Excerpts from a dataset
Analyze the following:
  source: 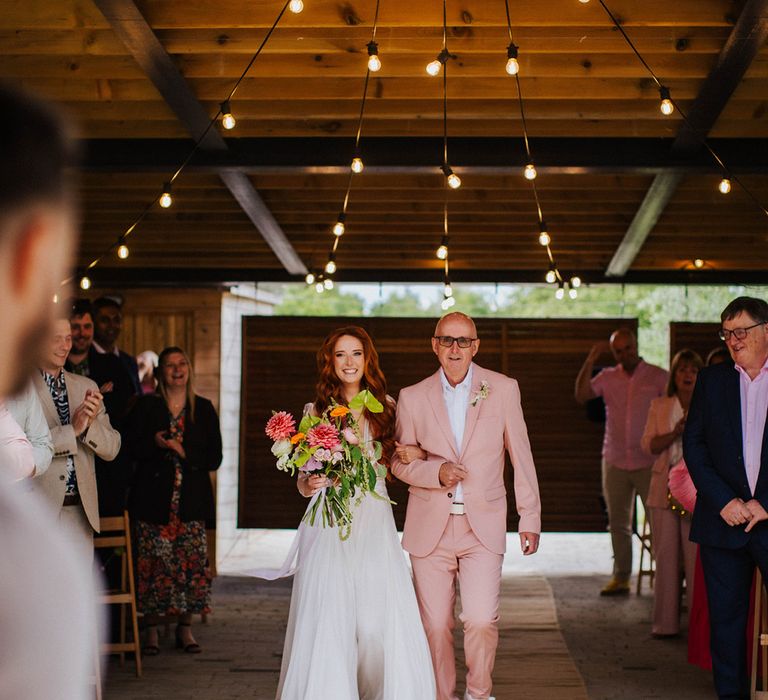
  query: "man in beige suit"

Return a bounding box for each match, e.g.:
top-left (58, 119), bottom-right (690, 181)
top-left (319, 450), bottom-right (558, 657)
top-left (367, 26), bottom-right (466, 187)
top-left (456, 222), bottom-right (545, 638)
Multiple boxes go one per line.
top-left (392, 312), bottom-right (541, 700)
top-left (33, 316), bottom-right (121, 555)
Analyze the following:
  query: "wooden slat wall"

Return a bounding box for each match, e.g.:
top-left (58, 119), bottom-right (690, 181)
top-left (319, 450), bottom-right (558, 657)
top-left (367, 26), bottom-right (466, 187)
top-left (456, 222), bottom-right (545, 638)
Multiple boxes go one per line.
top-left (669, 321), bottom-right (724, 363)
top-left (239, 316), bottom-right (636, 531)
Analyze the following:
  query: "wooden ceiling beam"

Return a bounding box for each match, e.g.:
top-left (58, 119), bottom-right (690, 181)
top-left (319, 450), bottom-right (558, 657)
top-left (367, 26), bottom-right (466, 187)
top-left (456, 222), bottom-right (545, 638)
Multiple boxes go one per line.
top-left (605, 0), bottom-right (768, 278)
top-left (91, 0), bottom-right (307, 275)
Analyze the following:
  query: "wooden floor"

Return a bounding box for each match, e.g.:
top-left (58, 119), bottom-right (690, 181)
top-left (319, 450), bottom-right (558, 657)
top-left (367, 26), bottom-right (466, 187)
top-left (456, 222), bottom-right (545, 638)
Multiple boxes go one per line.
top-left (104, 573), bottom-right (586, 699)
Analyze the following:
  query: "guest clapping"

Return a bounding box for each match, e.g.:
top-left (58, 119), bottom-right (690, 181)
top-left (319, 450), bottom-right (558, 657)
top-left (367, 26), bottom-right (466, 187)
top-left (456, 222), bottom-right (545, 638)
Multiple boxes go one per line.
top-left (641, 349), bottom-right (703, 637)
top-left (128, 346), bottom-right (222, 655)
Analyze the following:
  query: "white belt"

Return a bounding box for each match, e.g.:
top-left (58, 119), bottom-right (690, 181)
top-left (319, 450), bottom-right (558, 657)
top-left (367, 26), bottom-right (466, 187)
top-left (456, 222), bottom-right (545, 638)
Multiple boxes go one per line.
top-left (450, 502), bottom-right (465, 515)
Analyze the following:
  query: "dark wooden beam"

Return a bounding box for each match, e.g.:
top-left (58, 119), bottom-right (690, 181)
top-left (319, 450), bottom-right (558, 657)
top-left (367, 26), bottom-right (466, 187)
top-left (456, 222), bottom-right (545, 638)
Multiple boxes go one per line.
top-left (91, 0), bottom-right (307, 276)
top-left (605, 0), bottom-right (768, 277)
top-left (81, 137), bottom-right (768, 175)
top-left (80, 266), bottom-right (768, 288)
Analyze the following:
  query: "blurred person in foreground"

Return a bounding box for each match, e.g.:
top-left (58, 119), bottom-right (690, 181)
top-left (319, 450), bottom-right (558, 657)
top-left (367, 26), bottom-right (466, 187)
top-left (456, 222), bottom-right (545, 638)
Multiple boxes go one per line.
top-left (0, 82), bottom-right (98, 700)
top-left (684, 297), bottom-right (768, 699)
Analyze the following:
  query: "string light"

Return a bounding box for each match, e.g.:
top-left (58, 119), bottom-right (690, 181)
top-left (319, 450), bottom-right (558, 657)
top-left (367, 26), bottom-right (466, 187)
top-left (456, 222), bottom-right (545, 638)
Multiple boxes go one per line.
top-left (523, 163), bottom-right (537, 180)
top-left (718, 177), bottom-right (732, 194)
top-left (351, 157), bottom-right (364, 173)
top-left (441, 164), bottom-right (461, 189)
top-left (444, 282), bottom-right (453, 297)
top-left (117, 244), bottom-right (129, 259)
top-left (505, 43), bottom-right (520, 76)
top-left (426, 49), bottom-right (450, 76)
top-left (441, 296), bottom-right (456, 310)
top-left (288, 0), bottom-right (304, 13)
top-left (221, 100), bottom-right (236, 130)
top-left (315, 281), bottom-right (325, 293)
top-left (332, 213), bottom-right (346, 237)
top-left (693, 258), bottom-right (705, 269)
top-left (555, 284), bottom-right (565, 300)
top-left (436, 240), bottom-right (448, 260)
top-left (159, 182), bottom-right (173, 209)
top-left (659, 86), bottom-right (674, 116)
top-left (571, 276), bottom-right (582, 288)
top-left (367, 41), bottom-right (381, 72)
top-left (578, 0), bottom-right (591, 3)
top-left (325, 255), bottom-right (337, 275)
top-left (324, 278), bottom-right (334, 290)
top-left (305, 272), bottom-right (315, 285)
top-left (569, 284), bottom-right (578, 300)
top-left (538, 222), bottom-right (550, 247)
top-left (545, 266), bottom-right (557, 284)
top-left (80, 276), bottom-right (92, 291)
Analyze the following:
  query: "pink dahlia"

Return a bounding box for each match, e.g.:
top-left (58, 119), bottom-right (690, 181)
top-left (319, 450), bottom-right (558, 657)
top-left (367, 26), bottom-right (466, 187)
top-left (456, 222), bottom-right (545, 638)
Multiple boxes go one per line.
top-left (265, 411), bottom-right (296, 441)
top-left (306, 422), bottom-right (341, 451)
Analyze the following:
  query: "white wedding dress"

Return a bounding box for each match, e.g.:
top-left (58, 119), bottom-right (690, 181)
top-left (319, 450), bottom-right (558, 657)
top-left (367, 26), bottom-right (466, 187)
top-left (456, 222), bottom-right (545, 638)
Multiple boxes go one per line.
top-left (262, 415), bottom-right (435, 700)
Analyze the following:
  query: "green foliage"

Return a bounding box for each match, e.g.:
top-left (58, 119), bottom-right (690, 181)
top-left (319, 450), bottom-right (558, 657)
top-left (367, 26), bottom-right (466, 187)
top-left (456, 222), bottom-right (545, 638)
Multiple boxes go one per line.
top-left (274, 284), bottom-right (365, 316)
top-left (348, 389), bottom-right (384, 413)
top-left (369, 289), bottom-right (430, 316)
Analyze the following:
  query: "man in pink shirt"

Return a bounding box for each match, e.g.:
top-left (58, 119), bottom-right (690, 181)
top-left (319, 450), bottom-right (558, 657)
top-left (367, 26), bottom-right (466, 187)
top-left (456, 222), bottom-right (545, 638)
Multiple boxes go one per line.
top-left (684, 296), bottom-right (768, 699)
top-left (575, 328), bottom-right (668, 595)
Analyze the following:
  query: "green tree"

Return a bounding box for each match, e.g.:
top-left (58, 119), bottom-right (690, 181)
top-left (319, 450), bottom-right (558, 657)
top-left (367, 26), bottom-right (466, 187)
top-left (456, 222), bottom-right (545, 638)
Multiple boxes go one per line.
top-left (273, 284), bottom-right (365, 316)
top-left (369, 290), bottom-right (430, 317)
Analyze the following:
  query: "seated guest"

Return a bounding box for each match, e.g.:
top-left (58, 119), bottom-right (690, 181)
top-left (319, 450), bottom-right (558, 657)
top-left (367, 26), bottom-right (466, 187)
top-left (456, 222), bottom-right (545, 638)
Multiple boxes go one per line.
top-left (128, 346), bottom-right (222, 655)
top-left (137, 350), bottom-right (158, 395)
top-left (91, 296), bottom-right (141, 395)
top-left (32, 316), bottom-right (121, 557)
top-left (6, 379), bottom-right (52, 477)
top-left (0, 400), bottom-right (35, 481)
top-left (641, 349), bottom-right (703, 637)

Assigned task: Reproduce each entry word for word and cut the images.

Response to this task:
Analyze the following:
  source: 
  query: "man in beige suit"

Return a bounding box for each match, e.g.:
top-left (58, 119), bottom-right (690, 181)
top-left (319, 450), bottom-right (558, 657)
top-left (367, 26), bottom-right (466, 187)
top-left (456, 222), bottom-right (545, 638)
Multiple boxes go one per line.
top-left (392, 312), bottom-right (541, 700)
top-left (33, 316), bottom-right (121, 555)
Analyze the following:
  query: "wooden slat wall"

Return a bounding box for each match, e.g.:
top-left (58, 119), bottom-right (690, 181)
top-left (319, 450), bottom-right (558, 657)
top-left (367, 26), bottom-right (466, 187)
top-left (456, 222), bottom-right (545, 638)
Multiple boxes go one per line.
top-left (669, 321), bottom-right (724, 363)
top-left (239, 316), bottom-right (636, 531)
Analyze the following:
  query: "wooden ceiling beam"

Return a bounding box for each match, e.g.:
top-left (58, 119), bottom-right (690, 181)
top-left (319, 450), bottom-right (558, 657)
top-left (367, 26), bottom-right (466, 187)
top-left (456, 222), bottom-right (545, 638)
Multiple boxes go one per line.
top-left (605, 0), bottom-right (768, 278)
top-left (91, 0), bottom-right (307, 275)
Analyze the following:
  query: "wooden floor"

Return a bounding box for each match, e.g.:
top-left (58, 119), bottom-right (690, 181)
top-left (319, 450), bottom-right (558, 657)
top-left (367, 26), bottom-right (466, 187)
top-left (456, 222), bottom-right (545, 638)
Multiple boxes go one per line.
top-left (104, 573), bottom-right (586, 699)
Analyze the following:
  query: "guest clapping"

Return a bounding box for each match, e.g.:
top-left (58, 119), bottom-right (690, 181)
top-left (319, 450), bottom-right (558, 657)
top-left (367, 26), bottom-right (466, 187)
top-left (456, 222), bottom-right (545, 638)
Multiple boxes go one per line.
top-left (641, 349), bottom-right (703, 637)
top-left (128, 346), bottom-right (222, 655)
Analyze the following:
  query: "white belt"

Return a bounding box for each match, e.g.:
top-left (58, 119), bottom-right (690, 181)
top-left (319, 450), bottom-right (558, 657)
top-left (367, 26), bottom-right (466, 187)
top-left (456, 222), bottom-right (545, 638)
Multiple boxes go one per line.
top-left (450, 502), bottom-right (465, 515)
Analyze the following:
  query: "dark wooden beam"

Return a bounding box for each match, e.g.:
top-left (58, 119), bottom-right (690, 181)
top-left (319, 450), bottom-right (558, 657)
top-left (367, 26), bottom-right (466, 187)
top-left (456, 222), bottom-right (545, 638)
Multiple boxes go one per line.
top-left (91, 0), bottom-right (307, 276)
top-left (605, 0), bottom-right (768, 277)
top-left (81, 137), bottom-right (768, 175)
top-left (80, 266), bottom-right (768, 288)
Analyze the following:
  query: "blurred person in foreground"

Return a bounding box for each match, e.g.:
top-left (58, 119), bottom-right (690, 181)
top-left (319, 450), bottom-right (558, 657)
top-left (367, 26), bottom-right (466, 187)
top-left (456, 222), bottom-right (545, 638)
Multiple boxes go one per line.
top-left (0, 82), bottom-right (98, 700)
top-left (684, 297), bottom-right (768, 699)
Analyze the following:
  query: "string light"

Return a bounding box for each match, e.g.:
top-left (58, 119), bottom-right (690, 181)
top-left (319, 450), bottom-right (558, 657)
top-left (367, 26), bottom-right (466, 187)
top-left (456, 222), bottom-right (545, 638)
Multiple boxes go one per line.
top-left (523, 163), bottom-right (537, 180)
top-left (718, 177), bottom-right (732, 194)
top-left (351, 157), bottom-right (364, 173)
top-left (441, 164), bottom-right (461, 189)
top-left (444, 282), bottom-right (453, 297)
top-left (117, 244), bottom-right (129, 259)
top-left (505, 43), bottom-right (520, 76)
top-left (426, 49), bottom-right (450, 76)
top-left (441, 296), bottom-right (456, 310)
top-left (288, 0), bottom-right (304, 13)
top-left (221, 100), bottom-right (236, 130)
top-left (315, 281), bottom-right (325, 293)
top-left (332, 213), bottom-right (346, 237)
top-left (693, 258), bottom-right (705, 269)
top-left (555, 284), bottom-right (565, 300)
top-left (436, 240), bottom-right (448, 260)
top-left (159, 182), bottom-right (173, 209)
top-left (659, 86), bottom-right (674, 116)
top-left (571, 276), bottom-right (582, 288)
top-left (367, 41), bottom-right (381, 72)
top-left (578, 0), bottom-right (591, 3)
top-left (325, 255), bottom-right (337, 275)
top-left (324, 278), bottom-right (334, 290)
top-left (305, 272), bottom-right (315, 285)
top-left (569, 284), bottom-right (578, 300)
top-left (538, 222), bottom-right (550, 247)
top-left (545, 266), bottom-right (557, 284)
top-left (80, 276), bottom-right (92, 291)
Analyze the following:
  query: "pink dahlia"

Return a bounding box for each match, e.g.:
top-left (58, 119), bottom-right (690, 181)
top-left (319, 450), bottom-right (558, 657)
top-left (367, 26), bottom-right (466, 187)
top-left (456, 222), bottom-right (545, 638)
Multiple boxes go one per line.
top-left (265, 411), bottom-right (296, 441)
top-left (306, 422), bottom-right (341, 451)
Analyze the following:
  query: "white wedding dress"

Return a bounding box for each match, e.g.:
top-left (58, 119), bottom-right (690, 181)
top-left (319, 450), bottom-right (558, 657)
top-left (367, 26), bottom-right (466, 187)
top-left (456, 222), bottom-right (545, 638)
Multiple boxes go one per line.
top-left (262, 415), bottom-right (435, 700)
Analyze the following:
  query: "green foliage"

Return a bounding box for each match, e.g.:
top-left (58, 119), bottom-right (690, 181)
top-left (319, 450), bottom-right (558, 657)
top-left (367, 26), bottom-right (466, 187)
top-left (456, 222), bottom-right (545, 638)
Multiple boxes go one per line.
top-left (274, 284), bottom-right (365, 316)
top-left (348, 389), bottom-right (384, 413)
top-left (369, 289), bottom-right (430, 316)
Analyze the following:
  query: "man in pink shirt"

Return a bounding box for each match, e.g.:
top-left (58, 119), bottom-right (690, 181)
top-left (319, 450), bottom-right (558, 657)
top-left (367, 26), bottom-right (466, 187)
top-left (456, 222), bottom-right (545, 638)
Multiple boxes go one per line.
top-left (684, 296), bottom-right (768, 699)
top-left (575, 328), bottom-right (668, 595)
Analyze the following:
  query: "green tree"

Return a bounding box for each match, e.g.:
top-left (58, 119), bottom-right (690, 181)
top-left (319, 450), bottom-right (558, 657)
top-left (367, 26), bottom-right (466, 187)
top-left (456, 222), bottom-right (545, 638)
Multiple boxes go one per line.
top-left (273, 284), bottom-right (365, 316)
top-left (369, 290), bottom-right (430, 317)
Analyze the following:
  query: "seated guest"

Return a bounding box for each match, e.g.:
top-left (58, 119), bottom-right (690, 181)
top-left (319, 450), bottom-right (558, 657)
top-left (367, 26), bottom-right (466, 187)
top-left (456, 222), bottom-right (545, 638)
Multiple boxes go one per line.
top-left (128, 346), bottom-right (222, 655)
top-left (137, 350), bottom-right (158, 395)
top-left (91, 296), bottom-right (141, 395)
top-left (32, 316), bottom-right (121, 557)
top-left (6, 379), bottom-right (52, 477)
top-left (0, 400), bottom-right (35, 481)
top-left (641, 349), bottom-right (703, 637)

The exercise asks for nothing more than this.